▸ **Task directions**:
Please count how many lines in the data below contain the string "nike", with case counting. Reply with the number alone.
--- begin Records shown ---
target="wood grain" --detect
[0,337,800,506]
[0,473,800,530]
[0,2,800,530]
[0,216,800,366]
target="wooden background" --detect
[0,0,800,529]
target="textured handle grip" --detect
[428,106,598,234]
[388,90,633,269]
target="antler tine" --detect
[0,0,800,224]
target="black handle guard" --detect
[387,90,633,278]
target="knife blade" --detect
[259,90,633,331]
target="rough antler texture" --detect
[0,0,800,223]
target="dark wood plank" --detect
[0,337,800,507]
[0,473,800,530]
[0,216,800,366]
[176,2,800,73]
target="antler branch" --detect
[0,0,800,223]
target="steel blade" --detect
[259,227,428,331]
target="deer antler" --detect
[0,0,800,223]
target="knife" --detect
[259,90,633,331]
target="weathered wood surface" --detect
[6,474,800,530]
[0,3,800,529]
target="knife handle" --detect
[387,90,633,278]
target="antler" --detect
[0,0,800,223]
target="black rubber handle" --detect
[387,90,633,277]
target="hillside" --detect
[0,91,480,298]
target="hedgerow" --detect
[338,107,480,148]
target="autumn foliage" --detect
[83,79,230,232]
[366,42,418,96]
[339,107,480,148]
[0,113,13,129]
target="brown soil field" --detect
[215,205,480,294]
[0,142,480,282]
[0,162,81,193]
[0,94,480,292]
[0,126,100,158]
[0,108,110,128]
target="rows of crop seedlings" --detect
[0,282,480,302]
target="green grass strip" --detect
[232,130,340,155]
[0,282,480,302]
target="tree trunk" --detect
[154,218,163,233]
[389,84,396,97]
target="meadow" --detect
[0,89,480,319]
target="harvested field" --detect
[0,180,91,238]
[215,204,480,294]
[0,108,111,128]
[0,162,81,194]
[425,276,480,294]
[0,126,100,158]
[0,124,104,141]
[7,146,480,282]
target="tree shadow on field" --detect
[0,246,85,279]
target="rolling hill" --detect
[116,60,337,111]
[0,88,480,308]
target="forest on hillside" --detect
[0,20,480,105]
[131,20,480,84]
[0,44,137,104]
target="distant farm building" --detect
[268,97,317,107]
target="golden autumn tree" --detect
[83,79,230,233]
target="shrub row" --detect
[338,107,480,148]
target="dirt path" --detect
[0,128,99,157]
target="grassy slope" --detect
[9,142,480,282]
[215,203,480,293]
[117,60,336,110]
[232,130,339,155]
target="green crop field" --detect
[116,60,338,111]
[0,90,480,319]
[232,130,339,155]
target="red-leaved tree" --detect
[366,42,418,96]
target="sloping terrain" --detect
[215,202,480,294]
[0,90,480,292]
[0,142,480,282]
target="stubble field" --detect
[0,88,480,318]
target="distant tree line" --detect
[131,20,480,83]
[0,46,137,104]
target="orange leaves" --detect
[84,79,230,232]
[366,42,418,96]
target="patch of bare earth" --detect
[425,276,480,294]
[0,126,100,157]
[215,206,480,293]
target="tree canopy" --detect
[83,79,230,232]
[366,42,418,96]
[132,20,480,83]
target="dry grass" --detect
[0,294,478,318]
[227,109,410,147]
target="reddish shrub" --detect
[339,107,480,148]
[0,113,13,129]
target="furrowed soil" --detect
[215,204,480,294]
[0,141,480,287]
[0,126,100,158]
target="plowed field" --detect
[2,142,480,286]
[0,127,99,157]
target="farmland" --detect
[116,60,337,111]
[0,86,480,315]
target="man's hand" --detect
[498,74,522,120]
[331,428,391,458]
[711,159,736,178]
--- end Records shown ---
--- begin Records shown ---
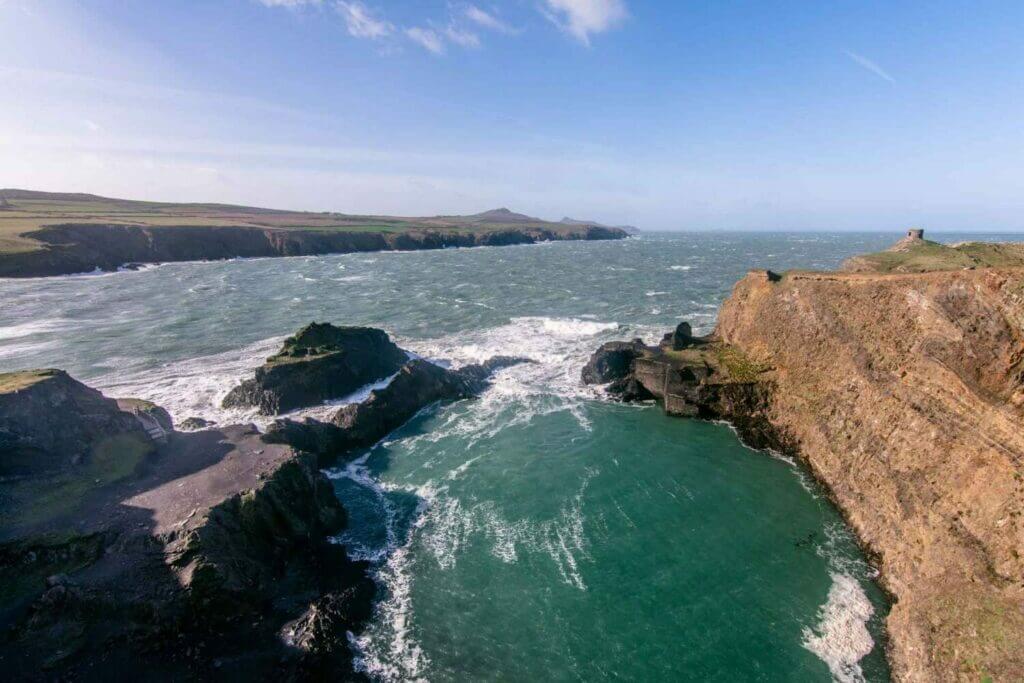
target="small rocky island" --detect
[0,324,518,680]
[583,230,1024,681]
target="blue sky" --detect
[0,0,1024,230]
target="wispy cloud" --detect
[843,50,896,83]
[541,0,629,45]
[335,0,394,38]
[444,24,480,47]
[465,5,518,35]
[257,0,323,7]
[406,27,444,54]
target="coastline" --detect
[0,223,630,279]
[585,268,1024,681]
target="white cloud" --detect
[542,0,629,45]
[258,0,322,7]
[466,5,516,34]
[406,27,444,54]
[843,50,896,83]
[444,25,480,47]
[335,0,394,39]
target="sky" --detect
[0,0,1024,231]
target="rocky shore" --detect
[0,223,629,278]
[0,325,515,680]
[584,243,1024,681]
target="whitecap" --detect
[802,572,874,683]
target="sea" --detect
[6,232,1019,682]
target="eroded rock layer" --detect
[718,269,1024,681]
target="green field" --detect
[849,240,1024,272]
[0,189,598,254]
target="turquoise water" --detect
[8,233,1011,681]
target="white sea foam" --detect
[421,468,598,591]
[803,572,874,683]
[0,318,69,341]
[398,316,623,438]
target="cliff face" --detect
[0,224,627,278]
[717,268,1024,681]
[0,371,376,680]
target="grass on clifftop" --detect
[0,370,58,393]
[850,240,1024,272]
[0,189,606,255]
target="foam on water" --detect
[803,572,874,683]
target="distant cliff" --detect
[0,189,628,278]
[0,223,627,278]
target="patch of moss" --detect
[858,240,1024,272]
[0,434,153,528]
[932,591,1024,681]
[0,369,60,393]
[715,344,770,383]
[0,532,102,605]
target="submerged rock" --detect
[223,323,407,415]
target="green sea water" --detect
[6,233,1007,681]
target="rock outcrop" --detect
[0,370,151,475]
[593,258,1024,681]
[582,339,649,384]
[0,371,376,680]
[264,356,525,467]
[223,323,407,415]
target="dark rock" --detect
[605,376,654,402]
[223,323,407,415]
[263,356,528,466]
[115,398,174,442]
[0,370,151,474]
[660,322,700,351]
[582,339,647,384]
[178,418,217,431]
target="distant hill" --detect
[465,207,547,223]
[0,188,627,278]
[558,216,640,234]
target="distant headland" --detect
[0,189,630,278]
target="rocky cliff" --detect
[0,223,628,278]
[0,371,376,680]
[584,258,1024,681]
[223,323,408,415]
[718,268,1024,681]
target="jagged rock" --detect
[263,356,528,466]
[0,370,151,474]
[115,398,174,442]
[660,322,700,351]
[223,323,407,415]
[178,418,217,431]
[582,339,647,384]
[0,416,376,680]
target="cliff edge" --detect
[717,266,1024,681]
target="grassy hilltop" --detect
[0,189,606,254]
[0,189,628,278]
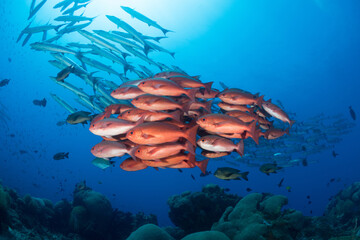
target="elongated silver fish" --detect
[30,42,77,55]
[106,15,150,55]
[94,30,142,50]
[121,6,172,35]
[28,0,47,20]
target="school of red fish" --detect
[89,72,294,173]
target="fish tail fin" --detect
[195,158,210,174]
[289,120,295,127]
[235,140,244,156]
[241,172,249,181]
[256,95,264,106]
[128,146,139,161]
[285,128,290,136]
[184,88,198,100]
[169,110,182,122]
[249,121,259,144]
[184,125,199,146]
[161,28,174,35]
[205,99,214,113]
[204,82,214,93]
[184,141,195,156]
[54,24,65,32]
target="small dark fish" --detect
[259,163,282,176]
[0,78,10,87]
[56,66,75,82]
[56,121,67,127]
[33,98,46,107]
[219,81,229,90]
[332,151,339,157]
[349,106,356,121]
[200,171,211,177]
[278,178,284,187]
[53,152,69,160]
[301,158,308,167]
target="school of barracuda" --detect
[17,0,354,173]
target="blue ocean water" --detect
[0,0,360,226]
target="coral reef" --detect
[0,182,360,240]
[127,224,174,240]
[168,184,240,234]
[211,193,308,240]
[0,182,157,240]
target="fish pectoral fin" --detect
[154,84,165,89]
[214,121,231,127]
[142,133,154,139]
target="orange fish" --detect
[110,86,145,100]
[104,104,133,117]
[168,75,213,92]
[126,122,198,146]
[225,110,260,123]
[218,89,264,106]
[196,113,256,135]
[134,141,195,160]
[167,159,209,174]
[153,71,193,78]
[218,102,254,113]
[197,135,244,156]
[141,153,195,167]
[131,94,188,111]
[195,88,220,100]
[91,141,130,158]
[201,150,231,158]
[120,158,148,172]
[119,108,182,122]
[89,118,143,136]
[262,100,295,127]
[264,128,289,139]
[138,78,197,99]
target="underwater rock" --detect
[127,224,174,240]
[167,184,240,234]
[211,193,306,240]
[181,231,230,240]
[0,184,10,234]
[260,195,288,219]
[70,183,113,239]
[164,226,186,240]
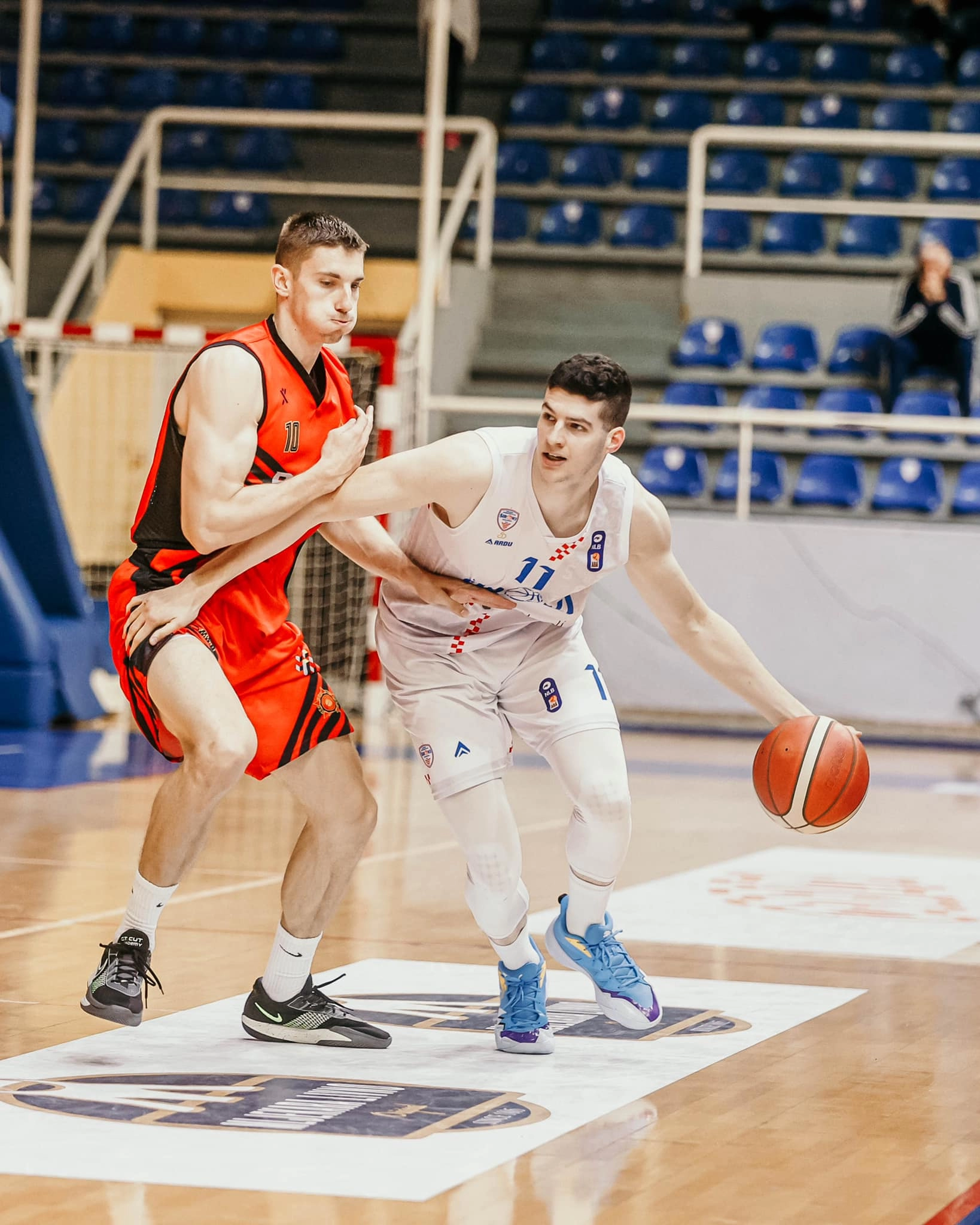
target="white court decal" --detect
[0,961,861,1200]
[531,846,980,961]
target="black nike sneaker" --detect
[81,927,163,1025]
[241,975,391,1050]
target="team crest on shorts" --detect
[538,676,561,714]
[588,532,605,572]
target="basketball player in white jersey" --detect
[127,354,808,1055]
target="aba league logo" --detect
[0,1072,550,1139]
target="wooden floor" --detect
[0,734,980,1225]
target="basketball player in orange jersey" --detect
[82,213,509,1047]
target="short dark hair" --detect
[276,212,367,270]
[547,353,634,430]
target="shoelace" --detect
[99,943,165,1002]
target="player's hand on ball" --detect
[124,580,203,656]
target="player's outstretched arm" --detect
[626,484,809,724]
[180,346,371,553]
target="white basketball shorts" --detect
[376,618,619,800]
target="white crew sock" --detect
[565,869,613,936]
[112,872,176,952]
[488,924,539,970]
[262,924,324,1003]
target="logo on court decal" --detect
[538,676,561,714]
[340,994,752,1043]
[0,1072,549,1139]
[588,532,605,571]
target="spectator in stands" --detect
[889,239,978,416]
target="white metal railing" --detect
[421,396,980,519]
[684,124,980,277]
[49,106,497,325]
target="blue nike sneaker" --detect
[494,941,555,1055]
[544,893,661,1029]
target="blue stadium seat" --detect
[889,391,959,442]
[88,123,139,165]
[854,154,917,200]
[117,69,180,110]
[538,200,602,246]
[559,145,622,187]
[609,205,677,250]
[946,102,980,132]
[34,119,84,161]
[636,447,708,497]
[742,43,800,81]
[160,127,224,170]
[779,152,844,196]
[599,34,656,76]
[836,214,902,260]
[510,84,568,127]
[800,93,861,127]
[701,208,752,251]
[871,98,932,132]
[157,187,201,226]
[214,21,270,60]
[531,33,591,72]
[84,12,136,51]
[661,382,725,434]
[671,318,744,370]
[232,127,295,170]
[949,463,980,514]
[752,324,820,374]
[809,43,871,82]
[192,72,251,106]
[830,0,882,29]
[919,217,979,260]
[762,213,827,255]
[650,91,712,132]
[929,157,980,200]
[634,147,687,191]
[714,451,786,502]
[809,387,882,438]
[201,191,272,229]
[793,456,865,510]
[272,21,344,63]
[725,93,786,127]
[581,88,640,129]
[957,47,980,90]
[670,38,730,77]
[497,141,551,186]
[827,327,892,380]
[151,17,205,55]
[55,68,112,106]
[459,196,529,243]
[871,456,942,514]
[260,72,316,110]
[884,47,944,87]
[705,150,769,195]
--- end Records shown ---
--- begin Records shown ---
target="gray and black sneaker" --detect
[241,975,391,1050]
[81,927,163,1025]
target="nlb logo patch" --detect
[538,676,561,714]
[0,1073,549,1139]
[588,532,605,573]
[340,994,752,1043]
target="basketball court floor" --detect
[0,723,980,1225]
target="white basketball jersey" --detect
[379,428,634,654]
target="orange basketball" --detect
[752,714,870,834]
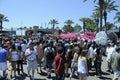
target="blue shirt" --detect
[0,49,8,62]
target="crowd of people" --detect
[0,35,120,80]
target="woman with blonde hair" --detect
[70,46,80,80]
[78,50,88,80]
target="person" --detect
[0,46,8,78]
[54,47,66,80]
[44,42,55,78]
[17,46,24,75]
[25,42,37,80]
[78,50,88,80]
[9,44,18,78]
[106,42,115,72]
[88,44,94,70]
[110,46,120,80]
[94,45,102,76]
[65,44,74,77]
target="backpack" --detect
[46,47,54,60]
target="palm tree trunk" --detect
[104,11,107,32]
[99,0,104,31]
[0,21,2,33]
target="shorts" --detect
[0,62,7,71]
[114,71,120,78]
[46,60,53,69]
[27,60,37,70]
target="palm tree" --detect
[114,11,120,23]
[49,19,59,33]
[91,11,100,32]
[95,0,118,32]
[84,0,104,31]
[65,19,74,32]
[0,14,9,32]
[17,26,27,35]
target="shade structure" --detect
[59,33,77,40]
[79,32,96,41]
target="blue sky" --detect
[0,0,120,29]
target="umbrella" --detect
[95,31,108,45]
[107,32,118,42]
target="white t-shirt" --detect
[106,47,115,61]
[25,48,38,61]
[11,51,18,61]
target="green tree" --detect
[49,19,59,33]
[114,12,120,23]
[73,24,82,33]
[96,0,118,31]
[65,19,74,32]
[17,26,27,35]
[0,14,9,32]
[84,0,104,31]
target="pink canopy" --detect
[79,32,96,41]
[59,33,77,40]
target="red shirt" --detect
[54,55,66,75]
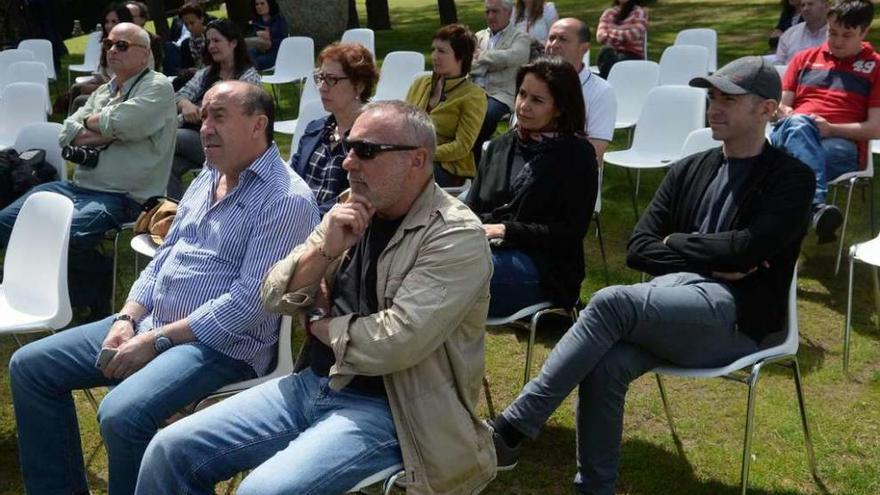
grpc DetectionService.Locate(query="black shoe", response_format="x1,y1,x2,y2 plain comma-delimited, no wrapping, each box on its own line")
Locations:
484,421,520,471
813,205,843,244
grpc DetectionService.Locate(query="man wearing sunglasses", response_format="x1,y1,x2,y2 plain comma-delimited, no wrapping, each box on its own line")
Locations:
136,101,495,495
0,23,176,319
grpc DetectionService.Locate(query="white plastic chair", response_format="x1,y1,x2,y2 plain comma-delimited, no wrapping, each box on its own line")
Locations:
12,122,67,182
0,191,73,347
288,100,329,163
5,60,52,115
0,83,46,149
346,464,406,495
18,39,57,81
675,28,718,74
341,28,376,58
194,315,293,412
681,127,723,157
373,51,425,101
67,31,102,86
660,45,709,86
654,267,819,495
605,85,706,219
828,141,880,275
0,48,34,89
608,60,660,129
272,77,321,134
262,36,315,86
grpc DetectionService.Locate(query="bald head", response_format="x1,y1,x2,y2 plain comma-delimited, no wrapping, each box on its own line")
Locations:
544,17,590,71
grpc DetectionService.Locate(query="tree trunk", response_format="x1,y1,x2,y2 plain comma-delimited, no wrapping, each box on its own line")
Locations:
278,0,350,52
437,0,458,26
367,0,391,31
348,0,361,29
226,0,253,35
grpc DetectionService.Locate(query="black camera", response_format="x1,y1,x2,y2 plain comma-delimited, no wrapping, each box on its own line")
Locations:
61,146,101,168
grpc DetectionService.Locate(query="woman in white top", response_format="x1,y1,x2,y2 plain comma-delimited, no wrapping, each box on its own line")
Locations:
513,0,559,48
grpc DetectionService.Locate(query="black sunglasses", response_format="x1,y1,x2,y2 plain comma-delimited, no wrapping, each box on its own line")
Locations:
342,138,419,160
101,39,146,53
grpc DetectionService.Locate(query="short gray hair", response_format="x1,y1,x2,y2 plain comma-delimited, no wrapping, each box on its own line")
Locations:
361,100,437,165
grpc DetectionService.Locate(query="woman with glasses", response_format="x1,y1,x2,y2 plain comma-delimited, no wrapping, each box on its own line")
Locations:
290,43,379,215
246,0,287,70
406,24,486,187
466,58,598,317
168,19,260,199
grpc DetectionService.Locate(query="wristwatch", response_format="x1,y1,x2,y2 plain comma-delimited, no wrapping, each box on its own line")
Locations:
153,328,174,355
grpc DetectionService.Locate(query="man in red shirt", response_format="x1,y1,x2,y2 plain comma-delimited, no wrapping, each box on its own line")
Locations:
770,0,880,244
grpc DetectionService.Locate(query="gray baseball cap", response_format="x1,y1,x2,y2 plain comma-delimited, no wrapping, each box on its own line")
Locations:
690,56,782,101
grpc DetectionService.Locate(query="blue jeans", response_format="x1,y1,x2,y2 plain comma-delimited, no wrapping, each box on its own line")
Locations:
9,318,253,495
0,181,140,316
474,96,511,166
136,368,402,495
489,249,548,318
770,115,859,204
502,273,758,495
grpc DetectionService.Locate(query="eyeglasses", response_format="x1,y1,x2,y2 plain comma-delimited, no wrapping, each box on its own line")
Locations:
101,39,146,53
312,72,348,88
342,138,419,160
--- end Records shown ---
▸ **Task output**:
2